> [EXERCISE REQUIREMENTS]
Pull out each line of the listing below that contains the string "tile", copying every such line verbatim.

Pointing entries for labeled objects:
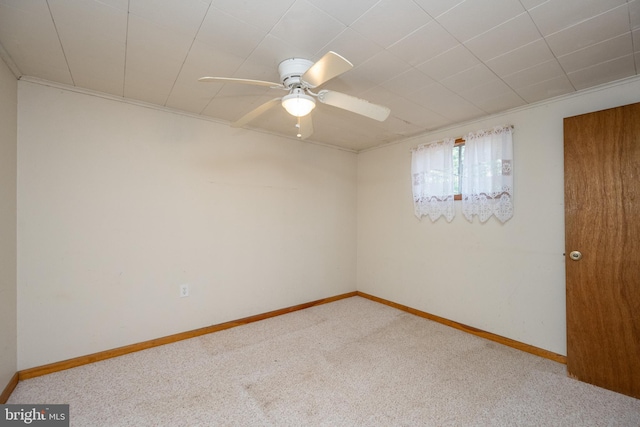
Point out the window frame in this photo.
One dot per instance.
(456, 145)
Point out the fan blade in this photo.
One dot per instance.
(305, 126)
(326, 68)
(243, 81)
(255, 113)
(353, 104)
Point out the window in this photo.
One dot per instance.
(458, 161)
(476, 169)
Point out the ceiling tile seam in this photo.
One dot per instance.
(460, 43)
(363, 14)
(266, 34)
(195, 36)
(599, 64)
(444, 12)
(550, 50)
(630, 34)
(53, 21)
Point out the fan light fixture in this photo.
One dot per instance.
(297, 103)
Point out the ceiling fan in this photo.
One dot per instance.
(298, 76)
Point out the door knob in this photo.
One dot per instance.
(575, 255)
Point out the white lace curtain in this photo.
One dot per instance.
(487, 175)
(486, 180)
(432, 177)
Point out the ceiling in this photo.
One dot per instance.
(434, 63)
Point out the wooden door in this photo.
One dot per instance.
(602, 222)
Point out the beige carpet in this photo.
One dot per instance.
(353, 362)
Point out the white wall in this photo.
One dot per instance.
(8, 163)
(119, 204)
(506, 279)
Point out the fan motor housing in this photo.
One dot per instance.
(291, 70)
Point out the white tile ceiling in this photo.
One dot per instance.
(433, 62)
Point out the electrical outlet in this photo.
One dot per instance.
(184, 290)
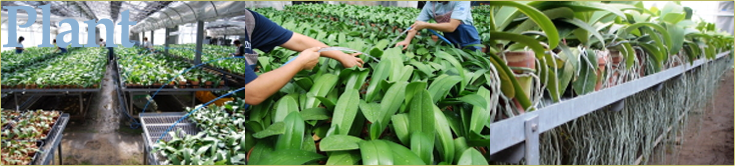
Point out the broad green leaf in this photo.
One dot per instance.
(289, 157)
(445, 143)
(329, 103)
(661, 30)
(285, 106)
(412, 88)
(315, 114)
(339, 143)
(274, 129)
(561, 12)
(422, 144)
(544, 22)
(421, 116)
(343, 158)
(480, 109)
(456, 64)
(587, 78)
(582, 25)
(381, 73)
(440, 87)
(371, 111)
(376, 152)
(400, 126)
(472, 157)
(357, 79)
(677, 38)
(402, 155)
(293, 137)
(532, 43)
(392, 102)
(345, 111)
(460, 145)
(324, 84)
(260, 152)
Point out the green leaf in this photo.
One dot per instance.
(357, 78)
(587, 79)
(532, 43)
(400, 126)
(293, 137)
(441, 86)
(289, 157)
(339, 143)
(412, 88)
(480, 110)
(343, 158)
(422, 145)
(588, 28)
(403, 156)
(376, 152)
(421, 116)
(326, 102)
(445, 145)
(274, 129)
(472, 157)
(544, 22)
(371, 111)
(345, 111)
(315, 114)
(324, 84)
(381, 73)
(285, 106)
(260, 152)
(460, 145)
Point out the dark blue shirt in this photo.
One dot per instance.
(266, 36)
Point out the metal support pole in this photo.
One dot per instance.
(200, 40)
(17, 107)
(61, 162)
(166, 40)
(81, 104)
(152, 36)
(532, 141)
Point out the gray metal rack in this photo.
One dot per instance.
(37, 93)
(124, 92)
(53, 143)
(155, 124)
(518, 137)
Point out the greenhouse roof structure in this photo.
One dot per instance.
(221, 16)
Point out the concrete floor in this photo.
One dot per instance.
(101, 138)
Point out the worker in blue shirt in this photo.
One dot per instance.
(267, 35)
(63, 50)
(20, 49)
(454, 18)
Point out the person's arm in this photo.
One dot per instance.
(267, 84)
(240, 50)
(460, 11)
(424, 16)
(444, 27)
(299, 42)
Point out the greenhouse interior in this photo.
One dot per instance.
(367, 82)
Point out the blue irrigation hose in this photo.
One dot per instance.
(440, 36)
(187, 70)
(196, 109)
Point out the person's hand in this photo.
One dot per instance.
(308, 58)
(419, 25)
(403, 43)
(351, 60)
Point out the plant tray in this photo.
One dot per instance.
(155, 124)
(52, 130)
(36, 156)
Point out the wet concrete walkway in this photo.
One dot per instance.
(101, 139)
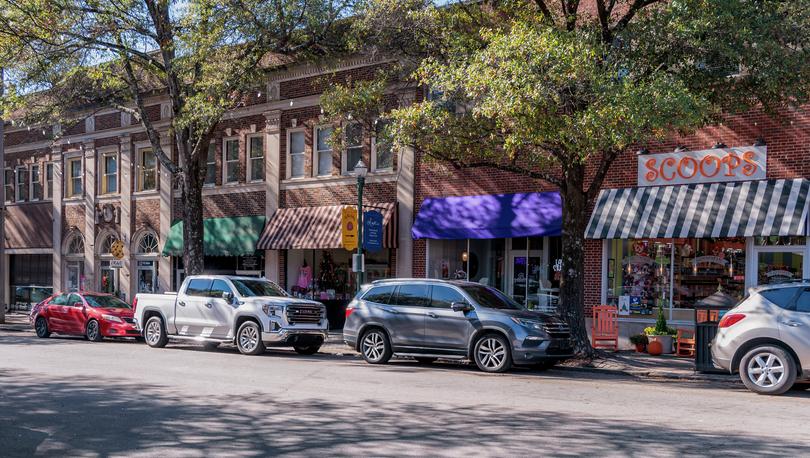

> [RESPONSE TO THE TASK]
Point out the ceiling tile seam in this photo.
Point out the white tile ceiling in this photo.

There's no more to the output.